マシンコンストラクター・渡部文一氏インタビュー

昨年12月、タイ国パタヤで行われた「ジェットスキーワールドカップ」で、BUN FREESTYLE所属の山本汰司選手が世界チャンピオンを獲得しました。彼が乗っていたのが、世界的なフリースタイル艇メーカー「BUN FREESTYLE」のマシン「Wabuzun Z UFO(ワブズン・ゼット・ユーフォー、以下 “Z UFO”)」です。
そして今年、BUN FREESTYLEより新しいフリースタイルマシン「Wabuzun ZR UFO(ワブズン・ゼットアール・ユーフォー、以下 “ZR”)」が発表されました。
昨年モデルよりもさらに進化した「ZR」とは、どのような機種なのか。製作者である渡部文一氏(BUN FREESTYLE代表)に話を聞きました。


渡部文一氏が語る「Wabuzun ZR UFO」が造る新しいフリースタイルの世界

より進化したマシンを「完成させたい」「先に行きたい」「やってみたい」という気持ちで開発しています

WJS このマシンが2020年のBUN FREESTYLEのニューモデルですか?
渡部 はい。「Wabuzun ZR UFO(ワブズン・ゼットアール・ユーフォー)」です。

WJS 昨年は、「Wabuzun Z UFO(ワブズン・ゼット・ユーフォー)」を発表し、そのマシンで山本汰司選手が世界チャンピオンを獲得しました。世界ナンバーワンのフリースタイルマシンだと証明したのですから、これで十分だとは考えないのですか?
渡部 私は、お客様に販売をするという目的だけでマシンを造っているわけではありません。自分が、より進化したマシンを「完成させたい」「先に行きたい」「やってみたい」という気持ちで開発しています。
「新しいモデルができた」ということは、次の新しい課題が見えたということでもあります。だから、立ち止まることは全く考えていません。常に先だけを見ています。私自身が「マシンを、より進化させる」ということが習慣になっています。

WJS 昨年、世界チャンピオンを獲得したZ UFOは、「世界ナンバーワンクオリティ」と、誰もが認めるところです。でも、こういっては失礼かもしれませんが、そのマシンのポテンシャルを全て引き出せている選手がいるのか? という面から考えると、いかがなのですか?

* 演習課題 *
• A. 上の渡部文一氏へのインタビューから、「そして今年、BUN FREESTYLEより新しいフリースタイルマシン「Wabuzun ZR」から「WJS このマシンが2020年のBUN FREESTYLEのニューモデルですか?」に至るまでをすべて、一字一句変えずに書き写してください。
• B. 上の渡部文一氏へのインタビューを、最後の文の後から書き進めてください。

* データ抜粋 *

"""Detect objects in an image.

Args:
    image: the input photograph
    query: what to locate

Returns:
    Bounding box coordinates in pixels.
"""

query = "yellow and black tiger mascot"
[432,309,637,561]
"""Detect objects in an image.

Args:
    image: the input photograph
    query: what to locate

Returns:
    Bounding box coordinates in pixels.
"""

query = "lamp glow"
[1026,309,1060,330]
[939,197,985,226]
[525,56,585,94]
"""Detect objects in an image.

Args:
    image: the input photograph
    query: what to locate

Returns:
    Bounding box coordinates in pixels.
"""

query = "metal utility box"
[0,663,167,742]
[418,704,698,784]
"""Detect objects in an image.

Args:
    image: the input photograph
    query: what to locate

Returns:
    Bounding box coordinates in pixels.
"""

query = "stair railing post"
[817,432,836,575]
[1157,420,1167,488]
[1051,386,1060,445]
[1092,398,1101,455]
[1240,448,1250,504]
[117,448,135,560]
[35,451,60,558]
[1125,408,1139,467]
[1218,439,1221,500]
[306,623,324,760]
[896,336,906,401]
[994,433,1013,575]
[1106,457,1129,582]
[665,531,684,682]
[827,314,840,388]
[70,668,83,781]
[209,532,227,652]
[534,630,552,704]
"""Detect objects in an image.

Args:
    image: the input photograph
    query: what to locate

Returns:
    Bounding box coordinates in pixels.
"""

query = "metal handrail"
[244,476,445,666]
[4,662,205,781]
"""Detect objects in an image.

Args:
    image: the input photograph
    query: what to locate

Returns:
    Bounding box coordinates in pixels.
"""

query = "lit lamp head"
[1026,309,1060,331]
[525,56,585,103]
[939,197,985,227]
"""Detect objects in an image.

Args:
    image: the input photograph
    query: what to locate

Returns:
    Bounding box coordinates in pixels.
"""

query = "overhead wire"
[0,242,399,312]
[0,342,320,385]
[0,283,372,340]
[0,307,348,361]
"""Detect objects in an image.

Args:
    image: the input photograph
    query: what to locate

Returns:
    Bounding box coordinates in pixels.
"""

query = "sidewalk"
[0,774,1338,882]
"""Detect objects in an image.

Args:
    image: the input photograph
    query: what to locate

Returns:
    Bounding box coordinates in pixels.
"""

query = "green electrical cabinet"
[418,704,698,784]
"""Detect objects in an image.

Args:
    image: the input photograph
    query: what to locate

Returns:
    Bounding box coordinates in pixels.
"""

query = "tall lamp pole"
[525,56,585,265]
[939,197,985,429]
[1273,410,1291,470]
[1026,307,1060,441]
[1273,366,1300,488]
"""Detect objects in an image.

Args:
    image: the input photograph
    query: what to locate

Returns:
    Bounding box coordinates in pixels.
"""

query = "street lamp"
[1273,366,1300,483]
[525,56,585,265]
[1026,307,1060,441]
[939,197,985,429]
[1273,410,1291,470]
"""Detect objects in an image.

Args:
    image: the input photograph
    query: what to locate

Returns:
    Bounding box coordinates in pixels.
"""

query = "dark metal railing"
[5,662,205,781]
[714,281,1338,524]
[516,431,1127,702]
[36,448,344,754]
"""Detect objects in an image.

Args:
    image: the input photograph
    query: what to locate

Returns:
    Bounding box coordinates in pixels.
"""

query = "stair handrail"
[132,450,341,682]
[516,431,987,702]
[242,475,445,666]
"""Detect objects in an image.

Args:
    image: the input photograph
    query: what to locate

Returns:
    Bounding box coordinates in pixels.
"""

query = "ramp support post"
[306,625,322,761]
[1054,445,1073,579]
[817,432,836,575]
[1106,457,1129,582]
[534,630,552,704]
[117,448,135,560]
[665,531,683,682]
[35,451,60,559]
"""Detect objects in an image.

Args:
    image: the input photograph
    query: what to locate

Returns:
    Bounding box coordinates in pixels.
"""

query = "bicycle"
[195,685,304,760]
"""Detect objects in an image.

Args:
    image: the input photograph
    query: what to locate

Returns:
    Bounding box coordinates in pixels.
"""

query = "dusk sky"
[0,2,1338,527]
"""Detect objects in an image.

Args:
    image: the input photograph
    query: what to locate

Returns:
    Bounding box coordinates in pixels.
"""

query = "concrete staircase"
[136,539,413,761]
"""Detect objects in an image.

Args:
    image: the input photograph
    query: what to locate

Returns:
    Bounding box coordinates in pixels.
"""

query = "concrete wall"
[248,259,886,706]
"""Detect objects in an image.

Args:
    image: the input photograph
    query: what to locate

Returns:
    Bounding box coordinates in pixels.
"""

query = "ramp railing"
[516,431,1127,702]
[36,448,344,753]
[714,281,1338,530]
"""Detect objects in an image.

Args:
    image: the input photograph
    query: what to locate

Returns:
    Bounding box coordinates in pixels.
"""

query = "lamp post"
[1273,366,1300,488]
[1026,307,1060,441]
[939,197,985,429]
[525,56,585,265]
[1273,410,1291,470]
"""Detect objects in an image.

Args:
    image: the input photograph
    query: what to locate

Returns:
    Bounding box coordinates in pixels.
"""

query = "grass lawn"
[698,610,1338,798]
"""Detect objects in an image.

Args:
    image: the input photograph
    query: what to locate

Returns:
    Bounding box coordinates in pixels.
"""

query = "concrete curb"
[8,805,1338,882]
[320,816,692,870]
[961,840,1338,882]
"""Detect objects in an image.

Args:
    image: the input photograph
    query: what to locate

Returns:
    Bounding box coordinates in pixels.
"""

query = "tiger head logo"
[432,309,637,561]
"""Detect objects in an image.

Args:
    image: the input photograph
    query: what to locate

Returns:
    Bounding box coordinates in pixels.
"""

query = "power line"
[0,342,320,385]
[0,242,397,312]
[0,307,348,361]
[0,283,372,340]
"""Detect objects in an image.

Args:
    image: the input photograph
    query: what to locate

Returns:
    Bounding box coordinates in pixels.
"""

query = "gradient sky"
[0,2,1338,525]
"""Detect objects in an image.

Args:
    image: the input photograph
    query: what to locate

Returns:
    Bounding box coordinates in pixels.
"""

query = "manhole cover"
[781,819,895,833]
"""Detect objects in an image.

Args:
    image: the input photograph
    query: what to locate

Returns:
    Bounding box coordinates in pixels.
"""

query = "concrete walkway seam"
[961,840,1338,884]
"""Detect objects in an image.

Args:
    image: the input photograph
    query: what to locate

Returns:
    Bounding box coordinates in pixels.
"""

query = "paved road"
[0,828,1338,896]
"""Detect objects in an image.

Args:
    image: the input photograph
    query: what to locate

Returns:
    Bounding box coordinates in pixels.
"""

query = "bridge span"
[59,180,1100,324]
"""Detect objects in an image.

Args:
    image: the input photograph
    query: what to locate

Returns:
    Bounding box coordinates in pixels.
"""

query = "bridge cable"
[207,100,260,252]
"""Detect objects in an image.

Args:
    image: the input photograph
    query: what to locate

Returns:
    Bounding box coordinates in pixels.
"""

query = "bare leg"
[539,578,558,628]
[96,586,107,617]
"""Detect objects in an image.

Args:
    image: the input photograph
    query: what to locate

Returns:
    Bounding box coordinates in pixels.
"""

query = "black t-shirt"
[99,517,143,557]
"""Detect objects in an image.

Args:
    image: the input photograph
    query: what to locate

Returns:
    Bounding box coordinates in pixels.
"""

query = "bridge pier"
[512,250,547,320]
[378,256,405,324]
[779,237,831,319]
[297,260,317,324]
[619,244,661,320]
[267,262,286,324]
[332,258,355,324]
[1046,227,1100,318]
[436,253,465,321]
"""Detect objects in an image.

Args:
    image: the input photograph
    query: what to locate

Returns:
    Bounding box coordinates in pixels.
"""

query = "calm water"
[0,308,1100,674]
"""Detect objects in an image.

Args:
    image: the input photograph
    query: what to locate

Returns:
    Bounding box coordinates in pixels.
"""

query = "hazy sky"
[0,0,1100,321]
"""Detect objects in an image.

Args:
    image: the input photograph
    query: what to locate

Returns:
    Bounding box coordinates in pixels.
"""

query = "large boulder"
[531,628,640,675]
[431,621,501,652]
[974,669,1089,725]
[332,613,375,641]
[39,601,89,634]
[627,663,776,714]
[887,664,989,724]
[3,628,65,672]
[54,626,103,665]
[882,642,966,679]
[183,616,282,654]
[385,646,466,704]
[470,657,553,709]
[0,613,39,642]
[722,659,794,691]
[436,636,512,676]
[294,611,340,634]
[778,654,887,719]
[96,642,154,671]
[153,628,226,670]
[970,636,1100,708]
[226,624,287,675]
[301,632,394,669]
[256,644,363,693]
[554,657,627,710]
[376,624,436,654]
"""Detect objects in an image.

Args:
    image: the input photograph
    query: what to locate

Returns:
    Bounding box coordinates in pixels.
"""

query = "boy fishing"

* 課題別解答 *
• A.
そして今年、BUN FREESTYLEより新しいフリースタイルマシン「Wabuzun ZR UFO(ワブズン・ゼットアール・ユーフォー、以下 “ZR”)」が発表されました。
昨年モデルよりもさらに進化した「ZR」とは、どのような機種なのか。製作者である渡部文一氏(BUN FREESTYLE代表)に話を聞きました。


渡部文一氏が語る「Wabuzun ZR UFO」が造る新しいフリースタイルの世界

より進化したマシンを「完成させたい」「先に行きたい」「やってみたい」という気持ちで開発しています

WJS このマシンが2020年のBUN FREESTYLEのニューモデルですか?

• B.
渡部 確かに今のフリースタイルは、マシンのほうが先行していると思います。だからといって、それと「開発を止める」ことは、全く別です。極端な話、BUN FREESTYLEのマシンを、全ての人に褒めてもらおうとは思っていません。自分で自分の造ったマシンを褒めたいのです。


「ボートを開発する」という発想ではなく、「もっと良くしたい」と思うから、どこに行っても新しいモノを探しています

WJS 毎年、新しいフリースタイルマシンを開発し、最先端を走っている渡部氏が、マシンを造るうえで参考にしているものは何ですか?
渡部 そうですね。「新しいものを見つけたい」というアンテナを立てて、毎日探しています。PWC(ジェットスキー)ばかり見ていても、新しいアイデアは浮かびません。それとは全く違う、例えば「素敵な服」や「食事」などが私に影響を与えてくれます。
クルマやバイクは同じモータースポーツなので、それほど斬新な考えには至らない。むしろ、アパレル業界や飲食業界、建築業界のように、我々と全く違う業界の中に、長年培ってきた「ココ」っていうポイントがあるんです。
モノを作るという行為自体は、私たちと同じじゃないですか。アパレル業界がもがき苦しんで、「素敵で快適に過ごせる服」を作り上げるという過程の中に、私のマシンをブラッシュアップするためのヒントやアイデアを見つけることができるのです。

WJS 自動車やバイク、新幹線、飛行機など、飛んだり動いたりするものに関しては考えつくしてきたので、全く違うジャンルからアイデアを吸収しているということですね?
渡部 はい。単純に「ボートを開発する」という発想ではなく、「もっと良くしたい」と思うから、どこに行っても、どんなものからでも新しいモノを探しています。そうしていると、必ず新しい発見があるんです。新たな発見があるからこそ、「新しいマシン」を造りたい。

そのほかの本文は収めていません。